Re: [PATCH V1 libibverbs 1/8] Add ibv_poll_cq_ex verb

"Matan Barak (External)" <matanb@xxxxxxxxxxxx> · Sun, 28 Feb 2016 18:03:36 +0200

On 25/02/2016 19:05, Jason Gunthorpe wrote:
On Thu, Feb 25, 2016 at 10:01:11AM +0200, Yishai Hadas wrote:
On 2/24/2016 9:02 PM, Jason Gunthorpe wrote:
On Wed, Feb 24, 2016 at 11:41:57AM +0200, Yishai Hadas wrote:

+enum {
+	IBV_WC_EX_WITH_8BIT_FIELDS = IBV_WC_EX_WITH_SL			|
+				     IBV_WC_EX_WITH_DLID_PATH_BITS
+};
+
+struct ibv_wc_ex {
+	uint64_t		wr_id;
+	/* wc_flags is a combination of ibv_wc_flags_ex flags. The IBV_WC_EX_WITH_XXX
+	 * flags dynamically define the valid fields in buffer[0].
+	 */
+	uint64_t		wc_flags;
+	uint32_t		status;
+	uint32_t		opcode;
+	uint32_t		vendor_err;
+	uint32_t		reserved;
+	uint8_t			buffer[0];
+};

Um, maybe you should give an example of how on earth anyone is
supposed to use this, all of this looks like a *really bad idea* to
me.

The last patch is this series is a clear example of a typical usage of.
It was added as part of rc_pingpong, please look at.

In addition, there are detailed man pages that describe the idea/usage of
the new verbs around, see patch #7.

The manual page and rc_pingpong do different things.

There are two options to use the API. They are both described well in 
the man page. This example uses the more trivial and easy-to-use way.
++++++++++++++++++++
The tasks:
1) Decide whether each statement agrees with the libibverbs patch thread. Answer yes or no, and quote the words of the thread that settle it.
(a) The usage example was added to rc_pingpong.
(b) The man pages for the new verbs are in patch #5.
(c) The man page describes only one way to use the API.
2) Translate this sentence from the libibverbs patch thread into German: "The manual page and rc_pingpong do different things."
3) In the libibverbs patch thread, the comment inside the ibv_wc_ex structure describes the IBV_WC_EX_WITH_XXX flags. What do these flags define?
++++++++++++++++++++
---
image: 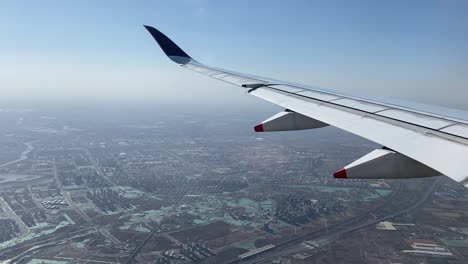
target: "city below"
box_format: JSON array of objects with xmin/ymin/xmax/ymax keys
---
[{"xmin": 0, "ymin": 107, "xmax": 468, "ymax": 264}]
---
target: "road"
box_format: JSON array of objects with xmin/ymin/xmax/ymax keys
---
[
  {"xmin": 236, "ymin": 177, "xmax": 440, "ymax": 264},
  {"xmin": 0, "ymin": 141, "xmax": 35, "ymax": 168}
]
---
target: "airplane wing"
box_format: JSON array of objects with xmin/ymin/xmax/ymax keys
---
[{"xmin": 145, "ymin": 26, "xmax": 468, "ymax": 182}]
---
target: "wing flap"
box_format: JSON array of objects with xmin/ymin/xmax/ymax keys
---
[{"xmin": 145, "ymin": 26, "xmax": 468, "ymax": 181}]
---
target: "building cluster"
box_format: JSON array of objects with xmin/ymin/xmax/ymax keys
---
[
  {"xmin": 274, "ymin": 194, "xmax": 343, "ymax": 225},
  {"xmin": 180, "ymin": 240, "xmax": 214, "ymax": 260},
  {"xmin": 0, "ymin": 219, "xmax": 20, "ymax": 243},
  {"xmin": 41, "ymin": 199, "xmax": 68, "ymax": 209},
  {"xmin": 86, "ymin": 188, "xmax": 132, "ymax": 212}
]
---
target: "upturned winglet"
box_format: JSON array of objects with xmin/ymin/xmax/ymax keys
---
[{"xmin": 144, "ymin": 25, "xmax": 193, "ymax": 64}]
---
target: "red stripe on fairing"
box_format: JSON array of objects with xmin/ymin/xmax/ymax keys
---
[
  {"xmin": 333, "ymin": 168, "xmax": 348, "ymax": 179},
  {"xmin": 254, "ymin": 124, "xmax": 264, "ymax": 132}
]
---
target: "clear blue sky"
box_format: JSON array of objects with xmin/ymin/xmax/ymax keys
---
[{"xmin": 0, "ymin": 0, "xmax": 468, "ymax": 107}]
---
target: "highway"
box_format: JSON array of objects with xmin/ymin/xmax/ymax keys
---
[{"xmin": 236, "ymin": 177, "xmax": 440, "ymax": 264}]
++++++++++++++++++++
Task-by-task results:
1)
(a) Yes: "It was added as part of rc_pingpong"
(b) No: "see patch #7"
(c) No: "There are two options to use the API. They are both described well in the man page."

2) Die Handbuchseite und rc_pingpong tun verschiedene Dinge.

3) They dynamically define the valid fields in buffer[0].